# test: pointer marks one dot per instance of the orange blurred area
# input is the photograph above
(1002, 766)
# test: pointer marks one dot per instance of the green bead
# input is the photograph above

•••

Copy all of the lines above with every "pointer" swapped for "marker", leaving the rest untouched.

* [Answer to this task]:
# test: marker marks one dot per instance of the orange blurred area
# input is the photograph above
(1002, 766)
# test: marker marks one dot per instance of the green bead
# input is the photograph above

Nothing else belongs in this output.